* _Task to complete_
Find each line in the records below that contains the word "wall" and copy it out in full.

* _Records for processing_
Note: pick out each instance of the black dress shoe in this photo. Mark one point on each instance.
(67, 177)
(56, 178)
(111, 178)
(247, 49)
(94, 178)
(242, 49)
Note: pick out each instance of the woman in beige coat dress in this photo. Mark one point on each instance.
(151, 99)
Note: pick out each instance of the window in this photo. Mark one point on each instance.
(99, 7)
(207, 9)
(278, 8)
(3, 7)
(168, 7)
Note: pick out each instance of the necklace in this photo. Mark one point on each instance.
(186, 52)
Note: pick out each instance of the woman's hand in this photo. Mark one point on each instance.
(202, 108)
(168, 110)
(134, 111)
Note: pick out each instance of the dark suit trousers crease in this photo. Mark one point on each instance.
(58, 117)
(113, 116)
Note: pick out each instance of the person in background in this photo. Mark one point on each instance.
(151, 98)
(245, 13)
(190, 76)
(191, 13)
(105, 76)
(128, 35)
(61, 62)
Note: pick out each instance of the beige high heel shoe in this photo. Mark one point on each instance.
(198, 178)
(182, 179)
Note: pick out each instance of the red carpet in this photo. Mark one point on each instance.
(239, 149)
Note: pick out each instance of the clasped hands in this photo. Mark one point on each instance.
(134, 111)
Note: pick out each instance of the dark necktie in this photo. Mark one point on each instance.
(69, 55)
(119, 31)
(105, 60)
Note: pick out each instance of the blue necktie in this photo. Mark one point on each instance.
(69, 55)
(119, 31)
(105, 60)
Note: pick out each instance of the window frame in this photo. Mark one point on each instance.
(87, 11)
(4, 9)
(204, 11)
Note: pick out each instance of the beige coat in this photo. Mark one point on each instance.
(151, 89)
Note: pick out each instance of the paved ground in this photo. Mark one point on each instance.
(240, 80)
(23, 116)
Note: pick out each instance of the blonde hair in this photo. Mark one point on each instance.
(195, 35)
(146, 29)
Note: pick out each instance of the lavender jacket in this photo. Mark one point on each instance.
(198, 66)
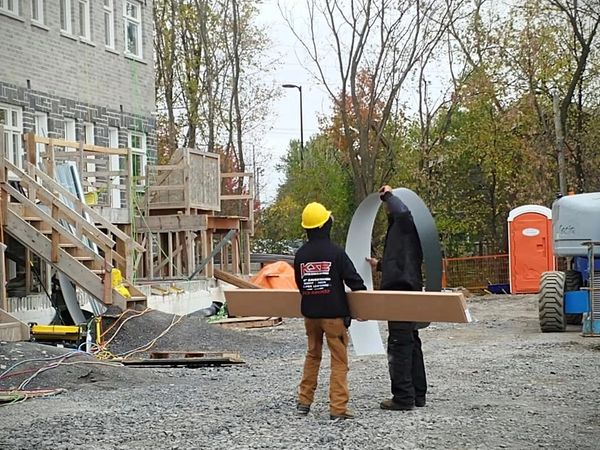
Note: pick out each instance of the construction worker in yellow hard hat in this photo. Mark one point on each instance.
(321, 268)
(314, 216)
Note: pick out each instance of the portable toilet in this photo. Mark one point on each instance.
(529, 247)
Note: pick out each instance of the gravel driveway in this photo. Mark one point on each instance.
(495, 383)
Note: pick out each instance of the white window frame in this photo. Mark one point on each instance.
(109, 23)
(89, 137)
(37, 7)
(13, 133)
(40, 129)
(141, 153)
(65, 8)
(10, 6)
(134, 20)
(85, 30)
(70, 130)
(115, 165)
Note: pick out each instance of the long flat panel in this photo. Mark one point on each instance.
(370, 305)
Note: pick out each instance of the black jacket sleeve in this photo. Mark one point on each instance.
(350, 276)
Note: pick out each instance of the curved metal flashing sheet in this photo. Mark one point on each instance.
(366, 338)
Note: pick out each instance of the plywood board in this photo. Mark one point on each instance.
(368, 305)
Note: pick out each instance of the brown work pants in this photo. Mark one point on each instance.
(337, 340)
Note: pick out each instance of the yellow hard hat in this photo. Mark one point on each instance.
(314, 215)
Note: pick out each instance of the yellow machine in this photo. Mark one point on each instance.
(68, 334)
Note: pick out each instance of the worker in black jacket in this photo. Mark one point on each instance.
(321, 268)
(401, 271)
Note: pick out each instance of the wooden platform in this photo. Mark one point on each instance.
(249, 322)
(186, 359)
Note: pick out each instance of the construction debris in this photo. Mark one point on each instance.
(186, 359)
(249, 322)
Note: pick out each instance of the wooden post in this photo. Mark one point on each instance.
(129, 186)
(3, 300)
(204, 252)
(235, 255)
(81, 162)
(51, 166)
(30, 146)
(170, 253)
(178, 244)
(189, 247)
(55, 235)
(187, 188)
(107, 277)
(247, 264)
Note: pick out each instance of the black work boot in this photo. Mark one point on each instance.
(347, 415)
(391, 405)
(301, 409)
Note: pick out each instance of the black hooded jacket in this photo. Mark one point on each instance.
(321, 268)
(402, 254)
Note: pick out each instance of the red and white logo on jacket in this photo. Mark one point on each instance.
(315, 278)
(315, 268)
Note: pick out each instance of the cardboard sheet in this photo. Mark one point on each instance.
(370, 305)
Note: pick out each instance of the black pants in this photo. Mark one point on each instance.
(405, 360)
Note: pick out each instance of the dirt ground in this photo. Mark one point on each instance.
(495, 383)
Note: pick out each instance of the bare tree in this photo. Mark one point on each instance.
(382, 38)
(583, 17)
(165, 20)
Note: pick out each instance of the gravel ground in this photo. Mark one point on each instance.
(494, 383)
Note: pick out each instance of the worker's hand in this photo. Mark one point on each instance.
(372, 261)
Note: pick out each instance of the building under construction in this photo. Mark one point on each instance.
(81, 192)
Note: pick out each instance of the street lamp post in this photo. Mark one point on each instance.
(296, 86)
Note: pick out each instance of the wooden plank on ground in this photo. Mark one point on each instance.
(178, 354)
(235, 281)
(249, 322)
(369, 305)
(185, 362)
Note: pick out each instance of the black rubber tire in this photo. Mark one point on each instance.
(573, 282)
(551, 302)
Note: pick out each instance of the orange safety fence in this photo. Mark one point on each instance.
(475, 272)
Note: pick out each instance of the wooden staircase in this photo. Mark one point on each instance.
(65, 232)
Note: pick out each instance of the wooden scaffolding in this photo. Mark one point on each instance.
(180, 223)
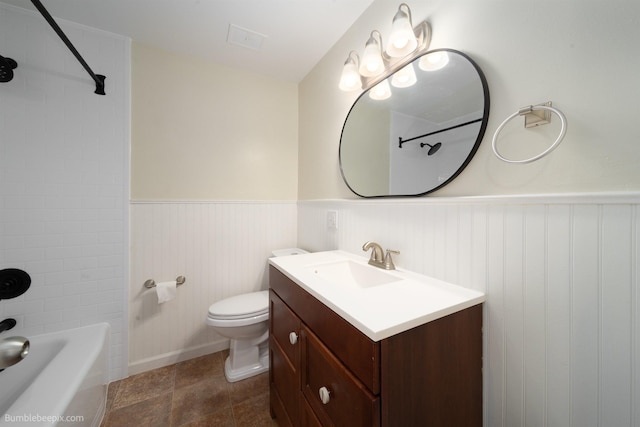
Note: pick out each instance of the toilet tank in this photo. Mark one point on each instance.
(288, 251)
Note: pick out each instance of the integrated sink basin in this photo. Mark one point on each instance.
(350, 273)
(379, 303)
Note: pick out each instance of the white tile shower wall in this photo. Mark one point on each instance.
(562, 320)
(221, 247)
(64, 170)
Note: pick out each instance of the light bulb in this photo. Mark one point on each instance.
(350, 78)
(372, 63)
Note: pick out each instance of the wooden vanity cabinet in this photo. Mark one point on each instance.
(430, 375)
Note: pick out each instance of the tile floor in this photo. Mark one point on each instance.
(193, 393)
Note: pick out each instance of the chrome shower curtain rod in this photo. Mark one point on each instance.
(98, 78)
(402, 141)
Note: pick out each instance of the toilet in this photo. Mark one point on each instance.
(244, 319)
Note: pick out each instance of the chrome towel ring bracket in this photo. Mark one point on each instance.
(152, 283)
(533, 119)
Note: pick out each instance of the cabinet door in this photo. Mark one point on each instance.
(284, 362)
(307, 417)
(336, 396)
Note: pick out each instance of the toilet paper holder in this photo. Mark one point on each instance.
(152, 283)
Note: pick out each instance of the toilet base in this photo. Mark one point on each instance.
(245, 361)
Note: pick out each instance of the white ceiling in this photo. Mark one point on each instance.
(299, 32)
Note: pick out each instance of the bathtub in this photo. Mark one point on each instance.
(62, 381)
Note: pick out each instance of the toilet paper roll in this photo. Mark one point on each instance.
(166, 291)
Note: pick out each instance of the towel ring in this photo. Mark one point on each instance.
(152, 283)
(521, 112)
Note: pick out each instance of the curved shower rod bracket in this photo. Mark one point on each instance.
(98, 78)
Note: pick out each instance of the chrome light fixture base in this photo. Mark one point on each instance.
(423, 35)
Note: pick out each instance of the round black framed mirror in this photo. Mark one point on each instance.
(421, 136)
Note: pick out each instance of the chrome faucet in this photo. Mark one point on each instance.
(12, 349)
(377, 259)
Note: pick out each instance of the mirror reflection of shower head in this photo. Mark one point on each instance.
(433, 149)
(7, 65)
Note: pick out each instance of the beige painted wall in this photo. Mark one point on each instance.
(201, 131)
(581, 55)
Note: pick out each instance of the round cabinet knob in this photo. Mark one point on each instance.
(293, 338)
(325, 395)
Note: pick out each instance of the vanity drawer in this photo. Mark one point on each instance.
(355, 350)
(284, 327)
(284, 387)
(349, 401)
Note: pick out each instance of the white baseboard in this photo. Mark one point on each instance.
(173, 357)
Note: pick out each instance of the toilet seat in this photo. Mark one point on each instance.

==

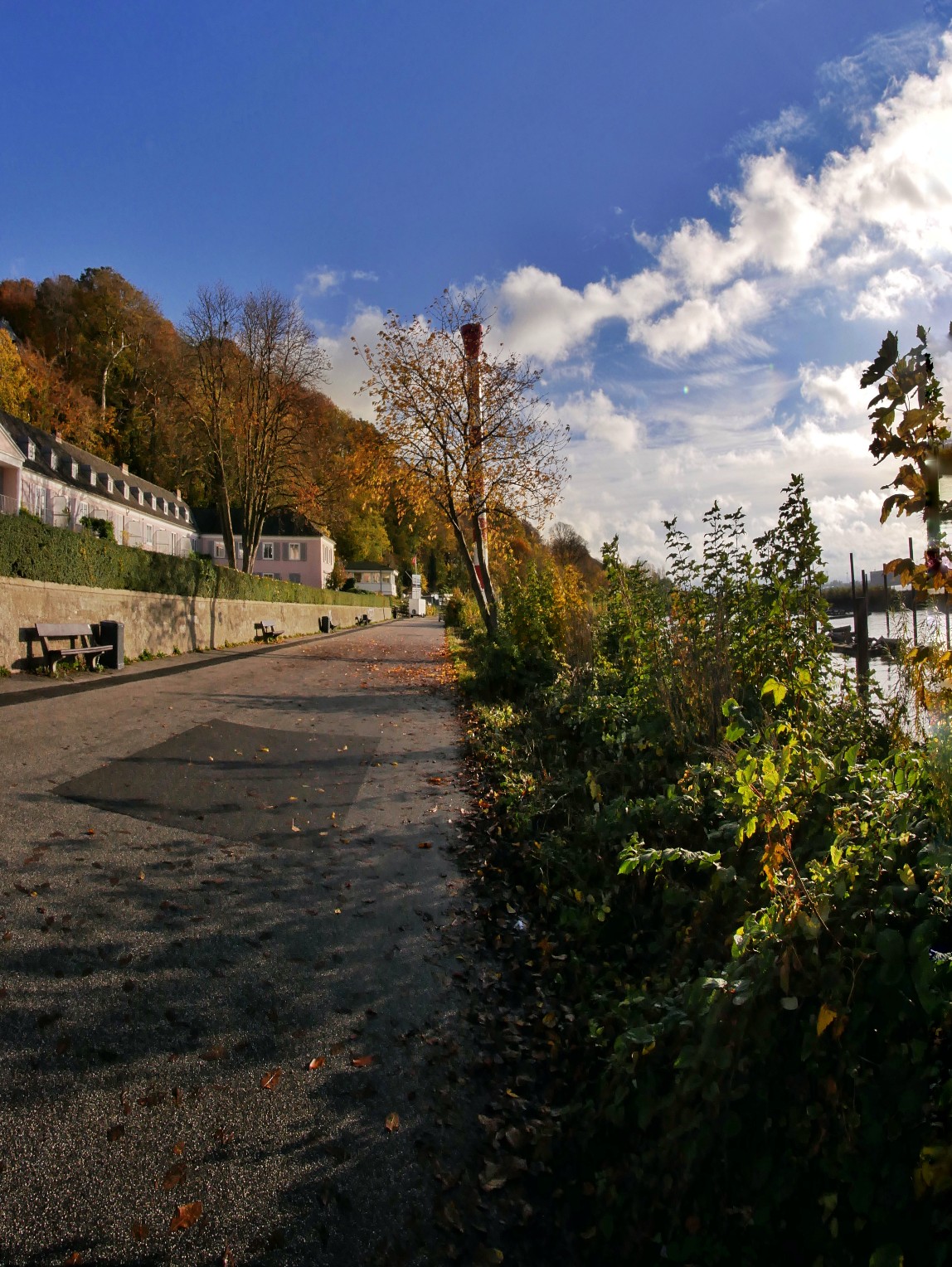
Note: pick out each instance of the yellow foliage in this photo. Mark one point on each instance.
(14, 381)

* _Solution for this exercise_
Note: pick out each instance of the white tile shower wall in this photo. Mark one point on each instance.
Note: pick out each instance of the beige painted wall in this photo. Mark one point on each instance.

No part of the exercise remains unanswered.